* _Exercise_
Count the lines below that contain the word "roof", and reply with only that number.

[Entries from a pointing dataset]
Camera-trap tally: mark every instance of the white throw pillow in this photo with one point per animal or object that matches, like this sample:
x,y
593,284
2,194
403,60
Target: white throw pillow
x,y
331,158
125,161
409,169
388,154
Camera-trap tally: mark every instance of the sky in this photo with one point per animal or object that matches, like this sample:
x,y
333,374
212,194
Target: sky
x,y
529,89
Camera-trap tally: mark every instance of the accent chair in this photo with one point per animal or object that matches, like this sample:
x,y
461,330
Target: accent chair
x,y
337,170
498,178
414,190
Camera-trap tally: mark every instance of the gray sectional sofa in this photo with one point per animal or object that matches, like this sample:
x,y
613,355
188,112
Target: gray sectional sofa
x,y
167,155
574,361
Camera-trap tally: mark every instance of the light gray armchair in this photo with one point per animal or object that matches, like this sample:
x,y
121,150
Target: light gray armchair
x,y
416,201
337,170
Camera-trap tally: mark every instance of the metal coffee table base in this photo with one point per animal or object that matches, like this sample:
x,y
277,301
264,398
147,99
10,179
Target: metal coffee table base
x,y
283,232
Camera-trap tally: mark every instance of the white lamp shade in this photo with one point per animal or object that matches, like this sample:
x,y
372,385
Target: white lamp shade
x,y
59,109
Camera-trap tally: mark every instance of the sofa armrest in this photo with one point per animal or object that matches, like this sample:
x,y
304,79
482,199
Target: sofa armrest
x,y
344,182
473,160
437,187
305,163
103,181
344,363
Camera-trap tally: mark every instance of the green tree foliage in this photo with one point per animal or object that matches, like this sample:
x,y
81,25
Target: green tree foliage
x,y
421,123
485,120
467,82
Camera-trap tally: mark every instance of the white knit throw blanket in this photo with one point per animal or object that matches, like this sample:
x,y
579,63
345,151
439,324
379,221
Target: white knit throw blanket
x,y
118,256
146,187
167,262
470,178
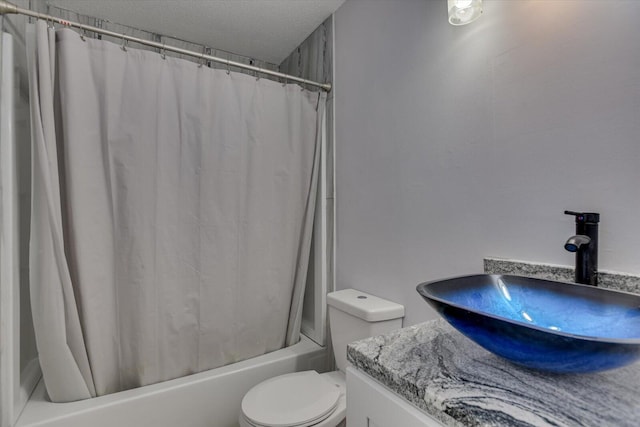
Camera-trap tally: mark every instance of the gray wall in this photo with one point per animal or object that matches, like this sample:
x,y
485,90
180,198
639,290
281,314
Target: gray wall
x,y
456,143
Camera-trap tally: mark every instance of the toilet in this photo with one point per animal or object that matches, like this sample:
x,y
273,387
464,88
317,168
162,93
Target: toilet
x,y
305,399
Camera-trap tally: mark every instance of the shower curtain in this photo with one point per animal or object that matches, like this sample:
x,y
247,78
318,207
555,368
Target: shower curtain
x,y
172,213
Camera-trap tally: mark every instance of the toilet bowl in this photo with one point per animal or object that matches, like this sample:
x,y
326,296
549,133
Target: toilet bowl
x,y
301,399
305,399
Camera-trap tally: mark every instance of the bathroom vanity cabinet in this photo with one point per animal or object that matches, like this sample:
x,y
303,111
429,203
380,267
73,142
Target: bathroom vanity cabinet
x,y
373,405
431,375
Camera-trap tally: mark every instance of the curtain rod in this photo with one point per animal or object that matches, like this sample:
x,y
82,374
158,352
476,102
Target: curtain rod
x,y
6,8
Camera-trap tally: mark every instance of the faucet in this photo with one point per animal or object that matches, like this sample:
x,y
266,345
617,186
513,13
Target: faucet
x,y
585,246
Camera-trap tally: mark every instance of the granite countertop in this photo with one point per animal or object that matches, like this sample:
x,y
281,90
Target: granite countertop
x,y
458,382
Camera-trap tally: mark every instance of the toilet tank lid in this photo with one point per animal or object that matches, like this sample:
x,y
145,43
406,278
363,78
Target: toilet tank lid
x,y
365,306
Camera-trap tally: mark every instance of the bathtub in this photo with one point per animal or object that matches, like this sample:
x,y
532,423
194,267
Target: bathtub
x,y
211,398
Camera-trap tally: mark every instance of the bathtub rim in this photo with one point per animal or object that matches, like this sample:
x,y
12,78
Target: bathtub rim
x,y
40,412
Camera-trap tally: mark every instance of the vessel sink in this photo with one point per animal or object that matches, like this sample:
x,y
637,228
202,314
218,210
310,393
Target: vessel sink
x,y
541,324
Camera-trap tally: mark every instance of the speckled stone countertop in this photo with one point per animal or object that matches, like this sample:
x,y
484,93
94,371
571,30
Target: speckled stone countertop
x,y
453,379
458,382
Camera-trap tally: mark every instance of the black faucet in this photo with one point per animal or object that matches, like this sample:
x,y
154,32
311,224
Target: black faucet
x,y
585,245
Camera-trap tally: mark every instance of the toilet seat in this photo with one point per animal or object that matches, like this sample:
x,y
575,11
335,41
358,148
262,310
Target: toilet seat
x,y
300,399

==

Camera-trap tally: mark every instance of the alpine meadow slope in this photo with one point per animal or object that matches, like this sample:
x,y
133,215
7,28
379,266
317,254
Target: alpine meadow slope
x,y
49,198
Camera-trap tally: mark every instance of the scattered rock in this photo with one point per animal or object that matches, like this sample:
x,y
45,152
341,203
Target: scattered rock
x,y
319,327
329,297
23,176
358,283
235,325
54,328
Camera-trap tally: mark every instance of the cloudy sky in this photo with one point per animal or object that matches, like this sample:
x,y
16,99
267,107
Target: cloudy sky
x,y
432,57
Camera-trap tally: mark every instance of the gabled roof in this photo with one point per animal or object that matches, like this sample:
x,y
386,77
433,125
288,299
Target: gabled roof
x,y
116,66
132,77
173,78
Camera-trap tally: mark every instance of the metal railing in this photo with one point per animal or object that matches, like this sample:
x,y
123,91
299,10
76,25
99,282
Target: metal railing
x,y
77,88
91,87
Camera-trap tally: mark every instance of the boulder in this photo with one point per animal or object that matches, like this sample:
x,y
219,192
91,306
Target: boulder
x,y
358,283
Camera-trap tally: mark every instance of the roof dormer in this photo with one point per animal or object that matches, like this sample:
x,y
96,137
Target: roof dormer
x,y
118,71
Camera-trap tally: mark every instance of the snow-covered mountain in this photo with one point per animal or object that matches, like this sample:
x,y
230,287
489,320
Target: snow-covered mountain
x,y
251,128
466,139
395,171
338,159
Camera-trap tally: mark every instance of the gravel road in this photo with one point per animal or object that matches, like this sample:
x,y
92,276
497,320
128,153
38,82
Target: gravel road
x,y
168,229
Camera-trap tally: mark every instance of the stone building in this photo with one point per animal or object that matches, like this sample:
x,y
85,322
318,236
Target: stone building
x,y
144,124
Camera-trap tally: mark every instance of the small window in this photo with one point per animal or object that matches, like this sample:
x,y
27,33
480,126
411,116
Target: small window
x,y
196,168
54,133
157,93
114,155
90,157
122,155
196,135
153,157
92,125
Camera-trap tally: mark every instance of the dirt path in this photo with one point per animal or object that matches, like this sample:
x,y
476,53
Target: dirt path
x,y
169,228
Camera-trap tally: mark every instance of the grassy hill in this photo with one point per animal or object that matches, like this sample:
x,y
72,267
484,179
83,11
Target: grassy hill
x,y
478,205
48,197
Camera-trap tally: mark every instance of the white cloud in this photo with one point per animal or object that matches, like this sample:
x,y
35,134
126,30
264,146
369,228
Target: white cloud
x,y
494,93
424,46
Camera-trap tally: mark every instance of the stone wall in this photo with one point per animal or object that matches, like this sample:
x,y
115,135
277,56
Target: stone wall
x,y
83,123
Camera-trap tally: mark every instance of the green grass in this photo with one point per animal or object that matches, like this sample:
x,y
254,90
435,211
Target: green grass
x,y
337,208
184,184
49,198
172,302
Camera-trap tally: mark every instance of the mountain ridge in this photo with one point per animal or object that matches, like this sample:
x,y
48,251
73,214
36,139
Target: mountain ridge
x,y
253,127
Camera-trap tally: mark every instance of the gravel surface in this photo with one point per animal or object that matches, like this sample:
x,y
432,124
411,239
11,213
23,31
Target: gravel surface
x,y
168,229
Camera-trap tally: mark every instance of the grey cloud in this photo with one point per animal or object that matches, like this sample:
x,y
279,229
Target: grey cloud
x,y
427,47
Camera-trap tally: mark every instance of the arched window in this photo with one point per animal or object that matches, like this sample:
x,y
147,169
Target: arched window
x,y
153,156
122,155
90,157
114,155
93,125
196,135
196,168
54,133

* * *

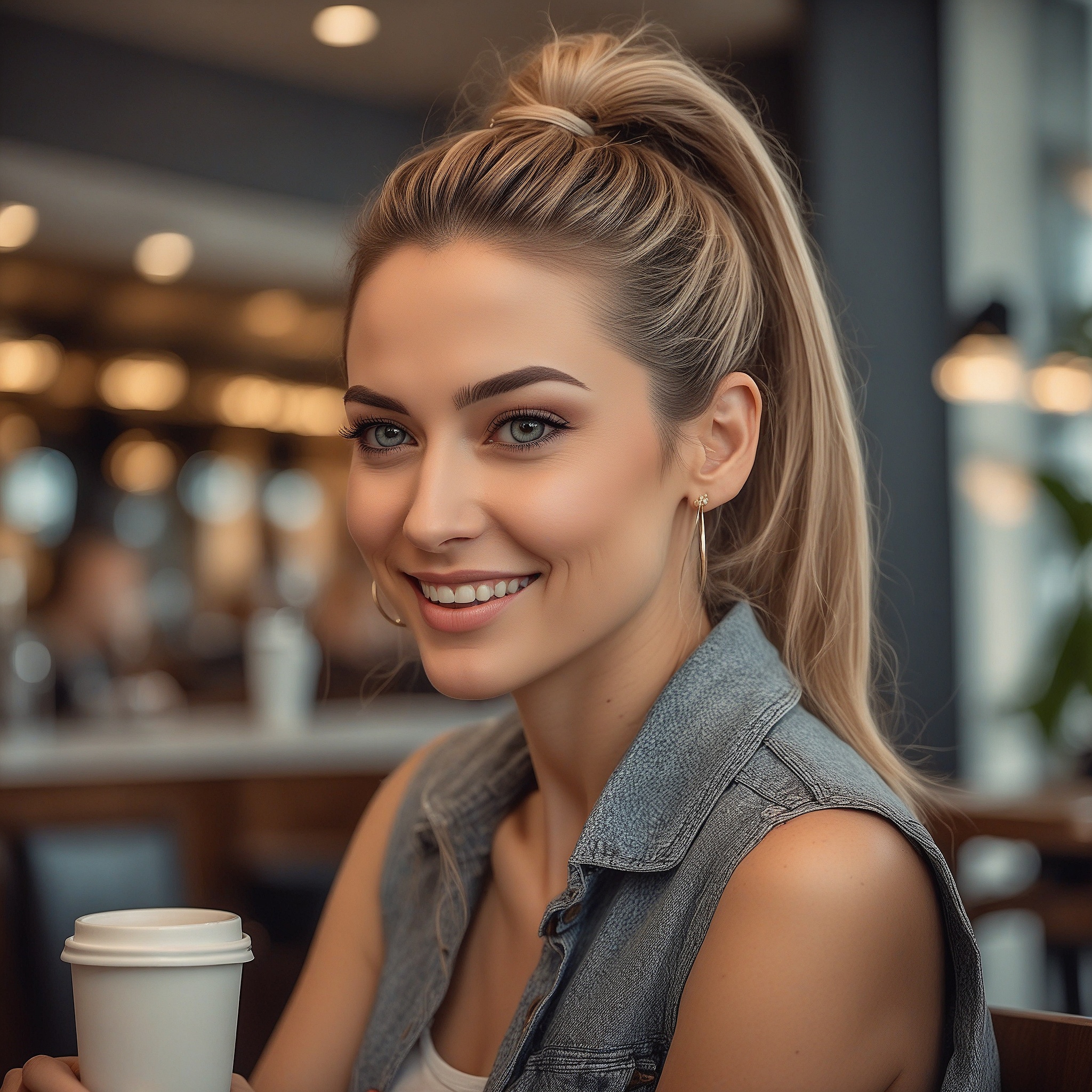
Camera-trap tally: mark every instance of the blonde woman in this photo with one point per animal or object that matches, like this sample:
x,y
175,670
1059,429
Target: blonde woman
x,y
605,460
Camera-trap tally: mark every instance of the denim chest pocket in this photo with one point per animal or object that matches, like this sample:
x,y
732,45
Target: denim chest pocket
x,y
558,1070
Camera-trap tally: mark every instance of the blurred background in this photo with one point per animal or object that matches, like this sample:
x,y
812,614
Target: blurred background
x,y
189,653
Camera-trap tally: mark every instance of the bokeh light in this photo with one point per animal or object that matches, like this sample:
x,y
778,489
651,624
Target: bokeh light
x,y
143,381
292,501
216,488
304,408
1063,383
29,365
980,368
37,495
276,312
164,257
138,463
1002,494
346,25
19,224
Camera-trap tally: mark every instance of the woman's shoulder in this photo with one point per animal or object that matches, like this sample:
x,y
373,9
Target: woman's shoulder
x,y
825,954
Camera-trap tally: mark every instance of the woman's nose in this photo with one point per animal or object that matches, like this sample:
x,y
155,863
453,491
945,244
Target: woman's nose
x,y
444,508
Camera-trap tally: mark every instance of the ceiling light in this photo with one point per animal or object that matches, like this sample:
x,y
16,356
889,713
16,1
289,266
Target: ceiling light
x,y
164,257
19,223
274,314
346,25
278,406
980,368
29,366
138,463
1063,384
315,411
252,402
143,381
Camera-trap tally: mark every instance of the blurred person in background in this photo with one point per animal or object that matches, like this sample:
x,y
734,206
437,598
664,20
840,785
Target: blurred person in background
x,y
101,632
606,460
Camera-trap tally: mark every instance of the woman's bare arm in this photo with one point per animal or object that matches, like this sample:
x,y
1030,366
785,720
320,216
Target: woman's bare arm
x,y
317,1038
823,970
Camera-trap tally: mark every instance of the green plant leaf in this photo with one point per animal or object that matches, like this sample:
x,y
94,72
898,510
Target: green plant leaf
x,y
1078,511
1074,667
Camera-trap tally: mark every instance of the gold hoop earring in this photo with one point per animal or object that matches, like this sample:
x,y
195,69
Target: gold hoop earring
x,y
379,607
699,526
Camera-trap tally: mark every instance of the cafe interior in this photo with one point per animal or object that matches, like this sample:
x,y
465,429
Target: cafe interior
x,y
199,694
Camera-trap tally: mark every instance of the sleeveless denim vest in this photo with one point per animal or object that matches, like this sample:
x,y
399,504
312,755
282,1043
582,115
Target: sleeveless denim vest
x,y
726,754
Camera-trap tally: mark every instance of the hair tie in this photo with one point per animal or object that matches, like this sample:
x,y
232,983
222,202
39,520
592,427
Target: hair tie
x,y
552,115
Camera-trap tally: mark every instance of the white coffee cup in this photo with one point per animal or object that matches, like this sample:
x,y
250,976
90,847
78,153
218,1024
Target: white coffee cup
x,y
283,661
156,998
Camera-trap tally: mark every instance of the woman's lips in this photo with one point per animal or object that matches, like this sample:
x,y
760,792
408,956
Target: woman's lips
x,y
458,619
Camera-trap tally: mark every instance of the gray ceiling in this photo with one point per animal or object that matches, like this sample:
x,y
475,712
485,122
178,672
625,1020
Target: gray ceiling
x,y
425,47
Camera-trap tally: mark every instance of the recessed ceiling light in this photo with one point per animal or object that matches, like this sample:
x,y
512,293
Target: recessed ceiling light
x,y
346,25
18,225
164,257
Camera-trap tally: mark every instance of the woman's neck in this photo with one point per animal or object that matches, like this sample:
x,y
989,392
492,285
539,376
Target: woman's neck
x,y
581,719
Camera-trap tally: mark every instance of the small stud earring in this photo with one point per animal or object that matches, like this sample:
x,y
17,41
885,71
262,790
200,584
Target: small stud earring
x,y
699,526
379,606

* _Answer for the task_
4